What is required:
Rewrite the part of the Frost Bank article that opens with the words "In the third quarter, Cullen/Frost" and closes with "Protection Program loans.", replacing "Average loans" with "Mean loans".
+++ Text provided
Frost Bank executives are taking a pay cut in 2021, a reaction to industry-wide losses driven by the coronavirus pandemic.
Frost Bank Chairman and CEO Phil Green made the announcement during the institution’s third-quarter earnings call Thursday, stating the executive team’s 11 members plan to reduce their salaries by 10 percent starting Jan. 1 and cut financial performance target bonuses by 5 percent. Green cut his bonus target by 10 percent.
“We’re taking these actions, despite the recognized success Frost has had managing through the pandemic and supporting our customers and communities,” said Green.
“They represent management’s desire to contribute to the current and future long-term well-being of the company and reflect our commitment to our unique culture. All of us at Frost and all our lines of business will face these challenges together, and our company, as always, will emerge stronger than ever.”
Cullen/Frost Bankers, Frost Bank’s parent company, is San Antonio’s largest regional banking company. At the end of September, it had $40.1 billion in assets.
A number of the nation’s largest companies have announced CEO base salary cuts during the current economic downturn, according to a Wall Street Journal report. In 2019, the median pay for chief executives at 400 major companies was over $13 million.
Filings show Green’s 2019 annual salary was just over $1 million, with other compensation totaling $210,469.
In reaction to the pay cut decision, the 13 members of the Cullen/Frost board of directors also agreed to a 10 percent decrease in their compensation next year. In 2019, the company’s director compensation ranged between $48,750 and $122,000, with stock awards of $59,977 for each member, according to documents filed with the federal Securities and Exchange Commission.
In the third quarter, Cullen/Frost earned $95.1 million, or $1.50 per share, compared with the previous year’s third-quarter earnings of $109.8 million, or $1.73 per share, Green said. Second-quarter earnings were $93.1 million, or $1.47 per share.
Average loans in the third quarter were $18.1 billion, up 25 percent from $14.5 billion in the third quarter of last year, as a result of this year’s Paycheck Protection Program loans.
Deposits are up this year as well, with average deposits for the third quarter at $32.9 billion, up 24.8 percent compared to the $26.4 billion reported for last year’s third quarter.
Frost Bank opened five financial centers in Houston during the third quarter for a total of 20 new bank branches in that city. It expects to open two more this quarter and another three in early 2021.
“The fact that we’ve been able to continue our expansion plans through the pandemic and see very promising results is due to the dedication and skill of Frost bankers,” Green said. “When they’ve done the miraculous, what merely seems extraordinary tends to be taken for granted.”
In June and July 2019, the bank’s main office employees moved from the Frost Bank building on Houston Street across the street to the newly constructed Frost Tower.
++++++
+++ Information provided
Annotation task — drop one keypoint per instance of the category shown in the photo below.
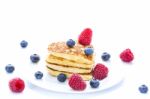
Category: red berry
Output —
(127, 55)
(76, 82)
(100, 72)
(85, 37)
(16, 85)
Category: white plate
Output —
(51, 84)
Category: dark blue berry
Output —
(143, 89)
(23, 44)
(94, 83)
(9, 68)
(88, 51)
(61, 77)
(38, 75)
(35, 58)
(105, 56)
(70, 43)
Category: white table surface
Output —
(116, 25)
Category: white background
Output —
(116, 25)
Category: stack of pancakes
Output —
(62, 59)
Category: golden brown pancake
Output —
++++++
Answer to this exercise:
In the third quarter, Cullen/Frost earned $95.1 million, or $1.50 per share, compared with the previous year’s third-quarter earnings of $109.8 million, or $1.73 per share, Green said. Second-quarter earnings were $93.1 million, or $1.47 per share.
Mean loans in the third quarter were $18.1 billion, up 25 percent from $14.5 billion in the third quarter of last year, as a result of this year’s Paycheck Protection Program loans.